**SHORT EXERCISE A**
Copy every line of the rows that contains the string "chair". Case counts.

**EXCERPT**

— begin —

If the number’s a multiple of 3, print “foo” instead of the number.

If the number’s a multiple of 5, print “bar” instead of the number.

If the number’s a multiple of 3 and 5, print “foobar” instead of the number.

Can use pseudocode or the language of your choice.

(Note for non-programmers: this is a very easy task.)

(Note 2: Pseudocode is not real code with formal syntax; it’s just jotting down how code’s going to work.)

**Interview 1**

So this guy interviews today, seems nice and possibly adequate. According to him, his strength is VB.NET, and although 95% of our stuff is C#, I don’t sweat someone learning a new language syntax.

Towards the end of the interview, my colleague gave him the programming question above. After stammering for a few seconds, the guy explained, “Well, you know, pseudocode was one of the first classes I took, and I can’t really remember back that far.” While I tried to prevent myself from bursting, my colleague suggested he write out the code in Visual Basic, since that was supposed to be his strength. The shirking candidate claimed he couldn’t write the function without looking in a reference book.

At that moment, I felt like saying “Interview over, time for our next contestant.” However, my co-worker went on to explain the solution, which would use a loop to print out all the numbers. “A loop. You know, a for loop?” he asked. The candidate muttered, “Oh, a for loop…”, obviously with no knowledge of what it was (who knows, he may have been thinking it was a “4 loop”.)

**Interview 2**

This guy seems pretty sharp, and I thought he’d easily write the function we asked for. He knew what he wanted to do, but couldn’t remember the math operator to do it. “Mod? Square root?”, he muttered.

After a few minutes he came up with this bloat, where he rolled out his own test for mod equalling 0. He almost got the function right. As a point of comparison, the function can be done in C# in 5 lines, 7 if you count the braces.

We reminded him of what the mod operator does, and had a chuckle over it. I told him that if we hired him, I’d frame his solution above his desk. Er, cubicle.

— end —

**SHORT EXERCISE B**
List every word that the programming-interview text says to print in place of a number.

**DATA SHOWN**
— begin —

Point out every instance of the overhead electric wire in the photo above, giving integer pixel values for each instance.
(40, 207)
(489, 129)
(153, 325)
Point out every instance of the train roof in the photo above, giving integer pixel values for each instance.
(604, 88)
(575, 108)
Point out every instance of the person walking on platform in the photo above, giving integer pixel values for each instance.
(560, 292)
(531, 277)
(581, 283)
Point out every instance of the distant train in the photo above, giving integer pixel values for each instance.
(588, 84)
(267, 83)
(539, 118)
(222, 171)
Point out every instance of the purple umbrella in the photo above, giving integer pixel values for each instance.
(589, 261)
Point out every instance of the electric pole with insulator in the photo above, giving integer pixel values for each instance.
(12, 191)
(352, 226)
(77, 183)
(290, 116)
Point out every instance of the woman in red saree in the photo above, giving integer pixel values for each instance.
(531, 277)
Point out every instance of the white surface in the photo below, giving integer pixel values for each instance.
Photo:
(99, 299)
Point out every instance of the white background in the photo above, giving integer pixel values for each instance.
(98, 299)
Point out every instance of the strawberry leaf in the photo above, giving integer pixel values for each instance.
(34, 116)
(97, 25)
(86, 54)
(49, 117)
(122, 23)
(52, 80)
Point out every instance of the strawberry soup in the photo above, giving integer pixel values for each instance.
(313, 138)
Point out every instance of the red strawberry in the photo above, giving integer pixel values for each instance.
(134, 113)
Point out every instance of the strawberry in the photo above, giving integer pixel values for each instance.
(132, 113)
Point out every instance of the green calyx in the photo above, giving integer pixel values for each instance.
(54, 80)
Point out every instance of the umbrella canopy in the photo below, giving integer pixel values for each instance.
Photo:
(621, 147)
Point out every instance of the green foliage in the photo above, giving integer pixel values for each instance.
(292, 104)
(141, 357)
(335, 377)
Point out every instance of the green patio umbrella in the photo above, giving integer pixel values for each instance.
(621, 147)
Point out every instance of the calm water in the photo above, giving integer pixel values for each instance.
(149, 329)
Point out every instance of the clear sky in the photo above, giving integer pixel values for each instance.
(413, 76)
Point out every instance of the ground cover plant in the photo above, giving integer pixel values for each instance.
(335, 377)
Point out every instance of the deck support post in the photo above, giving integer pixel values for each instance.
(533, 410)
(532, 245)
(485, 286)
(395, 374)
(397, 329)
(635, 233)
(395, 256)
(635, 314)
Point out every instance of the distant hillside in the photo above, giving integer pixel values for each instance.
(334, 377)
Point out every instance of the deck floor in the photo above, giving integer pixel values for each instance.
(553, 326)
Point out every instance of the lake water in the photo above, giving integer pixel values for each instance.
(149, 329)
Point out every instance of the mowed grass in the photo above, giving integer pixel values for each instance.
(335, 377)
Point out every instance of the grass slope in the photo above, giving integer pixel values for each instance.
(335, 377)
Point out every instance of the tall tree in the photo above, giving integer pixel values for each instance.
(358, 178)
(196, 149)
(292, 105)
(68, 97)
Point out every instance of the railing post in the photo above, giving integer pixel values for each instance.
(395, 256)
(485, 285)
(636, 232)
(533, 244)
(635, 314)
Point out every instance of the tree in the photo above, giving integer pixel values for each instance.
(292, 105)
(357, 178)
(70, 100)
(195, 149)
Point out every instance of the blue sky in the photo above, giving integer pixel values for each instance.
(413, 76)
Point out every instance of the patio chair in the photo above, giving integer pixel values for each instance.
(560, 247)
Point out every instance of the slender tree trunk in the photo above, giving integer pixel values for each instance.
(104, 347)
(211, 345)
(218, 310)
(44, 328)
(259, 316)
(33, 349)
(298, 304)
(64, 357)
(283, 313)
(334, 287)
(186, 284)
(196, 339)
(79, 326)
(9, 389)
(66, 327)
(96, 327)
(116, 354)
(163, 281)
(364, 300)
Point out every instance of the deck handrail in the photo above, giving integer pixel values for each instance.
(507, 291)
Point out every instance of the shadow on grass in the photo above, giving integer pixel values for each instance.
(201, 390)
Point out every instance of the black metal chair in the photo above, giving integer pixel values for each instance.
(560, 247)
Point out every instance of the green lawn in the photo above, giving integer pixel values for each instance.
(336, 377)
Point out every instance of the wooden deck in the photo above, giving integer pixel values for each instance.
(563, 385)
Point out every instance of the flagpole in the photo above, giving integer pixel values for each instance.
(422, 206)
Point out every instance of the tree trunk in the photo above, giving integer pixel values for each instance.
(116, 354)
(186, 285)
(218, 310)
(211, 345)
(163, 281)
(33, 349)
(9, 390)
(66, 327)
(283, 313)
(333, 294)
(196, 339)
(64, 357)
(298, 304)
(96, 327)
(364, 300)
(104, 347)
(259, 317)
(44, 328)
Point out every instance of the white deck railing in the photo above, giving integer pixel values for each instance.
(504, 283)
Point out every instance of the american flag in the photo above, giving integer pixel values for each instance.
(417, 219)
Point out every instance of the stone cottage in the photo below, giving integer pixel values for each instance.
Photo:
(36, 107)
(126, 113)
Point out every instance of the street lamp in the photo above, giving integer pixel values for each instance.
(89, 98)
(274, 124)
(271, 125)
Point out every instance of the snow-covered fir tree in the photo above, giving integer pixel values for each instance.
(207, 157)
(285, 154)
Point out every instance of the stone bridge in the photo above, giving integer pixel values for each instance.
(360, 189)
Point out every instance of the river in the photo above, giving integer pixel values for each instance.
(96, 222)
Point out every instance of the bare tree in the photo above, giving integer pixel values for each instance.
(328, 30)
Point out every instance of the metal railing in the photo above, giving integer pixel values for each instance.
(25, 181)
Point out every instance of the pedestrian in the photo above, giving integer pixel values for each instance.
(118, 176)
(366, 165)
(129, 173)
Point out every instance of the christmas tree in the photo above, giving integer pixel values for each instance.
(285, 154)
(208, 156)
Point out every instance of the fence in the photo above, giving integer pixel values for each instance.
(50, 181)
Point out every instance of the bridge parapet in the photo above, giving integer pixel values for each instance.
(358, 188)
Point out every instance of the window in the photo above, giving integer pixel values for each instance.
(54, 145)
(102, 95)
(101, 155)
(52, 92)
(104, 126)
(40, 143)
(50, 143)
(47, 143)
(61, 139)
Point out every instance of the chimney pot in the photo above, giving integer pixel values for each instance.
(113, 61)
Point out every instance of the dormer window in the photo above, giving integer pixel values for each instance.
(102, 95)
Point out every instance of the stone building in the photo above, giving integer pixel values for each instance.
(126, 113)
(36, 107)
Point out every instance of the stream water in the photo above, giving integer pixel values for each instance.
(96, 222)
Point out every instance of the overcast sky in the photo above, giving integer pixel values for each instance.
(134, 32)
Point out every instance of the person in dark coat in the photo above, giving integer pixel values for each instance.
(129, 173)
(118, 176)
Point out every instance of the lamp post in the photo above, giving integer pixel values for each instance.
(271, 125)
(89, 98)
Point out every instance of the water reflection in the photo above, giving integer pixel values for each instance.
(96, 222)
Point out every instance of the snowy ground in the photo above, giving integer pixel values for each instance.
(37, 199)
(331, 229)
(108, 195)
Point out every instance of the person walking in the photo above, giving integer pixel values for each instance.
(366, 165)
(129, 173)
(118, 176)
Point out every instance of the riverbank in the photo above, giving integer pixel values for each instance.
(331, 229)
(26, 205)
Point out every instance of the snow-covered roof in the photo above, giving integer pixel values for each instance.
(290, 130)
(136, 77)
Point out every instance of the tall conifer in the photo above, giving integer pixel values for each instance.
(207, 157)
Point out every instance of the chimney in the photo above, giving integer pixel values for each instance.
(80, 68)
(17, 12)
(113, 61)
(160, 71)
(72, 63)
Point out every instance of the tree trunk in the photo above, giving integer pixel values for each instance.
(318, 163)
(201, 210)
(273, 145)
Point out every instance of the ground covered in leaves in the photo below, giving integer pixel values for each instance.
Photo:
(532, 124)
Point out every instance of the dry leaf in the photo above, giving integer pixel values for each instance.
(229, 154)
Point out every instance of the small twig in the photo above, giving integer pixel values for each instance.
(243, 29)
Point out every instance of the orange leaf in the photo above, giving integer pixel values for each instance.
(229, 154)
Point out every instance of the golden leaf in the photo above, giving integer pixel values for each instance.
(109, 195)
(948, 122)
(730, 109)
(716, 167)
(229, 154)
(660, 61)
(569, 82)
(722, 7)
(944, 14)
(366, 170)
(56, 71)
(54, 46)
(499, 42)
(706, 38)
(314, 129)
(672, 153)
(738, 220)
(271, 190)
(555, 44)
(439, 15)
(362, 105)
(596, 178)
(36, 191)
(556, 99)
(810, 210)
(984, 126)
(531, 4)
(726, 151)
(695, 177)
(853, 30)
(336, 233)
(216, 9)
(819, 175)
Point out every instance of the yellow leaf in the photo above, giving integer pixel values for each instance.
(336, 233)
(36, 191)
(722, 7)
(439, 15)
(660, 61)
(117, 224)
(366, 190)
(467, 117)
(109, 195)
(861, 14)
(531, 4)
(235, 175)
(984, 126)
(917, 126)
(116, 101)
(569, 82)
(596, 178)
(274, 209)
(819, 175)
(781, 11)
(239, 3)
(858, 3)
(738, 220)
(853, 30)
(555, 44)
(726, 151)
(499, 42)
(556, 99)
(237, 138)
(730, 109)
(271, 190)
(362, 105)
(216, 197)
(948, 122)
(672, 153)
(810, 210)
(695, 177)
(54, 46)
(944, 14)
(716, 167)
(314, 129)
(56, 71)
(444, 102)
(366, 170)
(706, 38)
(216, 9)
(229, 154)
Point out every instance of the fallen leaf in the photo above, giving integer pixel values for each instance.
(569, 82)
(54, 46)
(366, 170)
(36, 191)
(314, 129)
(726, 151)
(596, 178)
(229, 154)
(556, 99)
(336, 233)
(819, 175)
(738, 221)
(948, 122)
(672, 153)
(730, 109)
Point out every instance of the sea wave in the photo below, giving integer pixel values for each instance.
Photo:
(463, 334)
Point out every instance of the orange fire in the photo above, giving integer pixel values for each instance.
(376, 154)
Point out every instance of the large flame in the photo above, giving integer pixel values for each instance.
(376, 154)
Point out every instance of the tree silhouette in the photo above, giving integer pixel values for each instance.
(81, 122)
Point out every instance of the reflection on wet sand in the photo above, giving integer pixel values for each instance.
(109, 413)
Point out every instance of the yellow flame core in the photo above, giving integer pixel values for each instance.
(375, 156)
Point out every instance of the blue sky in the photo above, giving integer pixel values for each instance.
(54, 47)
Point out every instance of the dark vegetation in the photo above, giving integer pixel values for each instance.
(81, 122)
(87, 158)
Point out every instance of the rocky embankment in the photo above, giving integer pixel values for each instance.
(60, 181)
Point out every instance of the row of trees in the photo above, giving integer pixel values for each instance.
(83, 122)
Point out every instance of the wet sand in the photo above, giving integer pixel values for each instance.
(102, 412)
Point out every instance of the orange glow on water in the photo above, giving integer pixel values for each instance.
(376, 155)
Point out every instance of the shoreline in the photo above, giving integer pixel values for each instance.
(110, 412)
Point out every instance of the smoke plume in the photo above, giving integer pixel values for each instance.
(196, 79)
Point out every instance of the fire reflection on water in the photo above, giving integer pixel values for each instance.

— end —

**CORRECT RESPONSE A**
Point out every instance of the patio chair in the photo above, giving integer pixel values for each instance.
Point out every instance of the black metal chair in the photo above, giving integer pixel values for each instance.

**CORRECT RESPONSE B**
foo
bar
foobar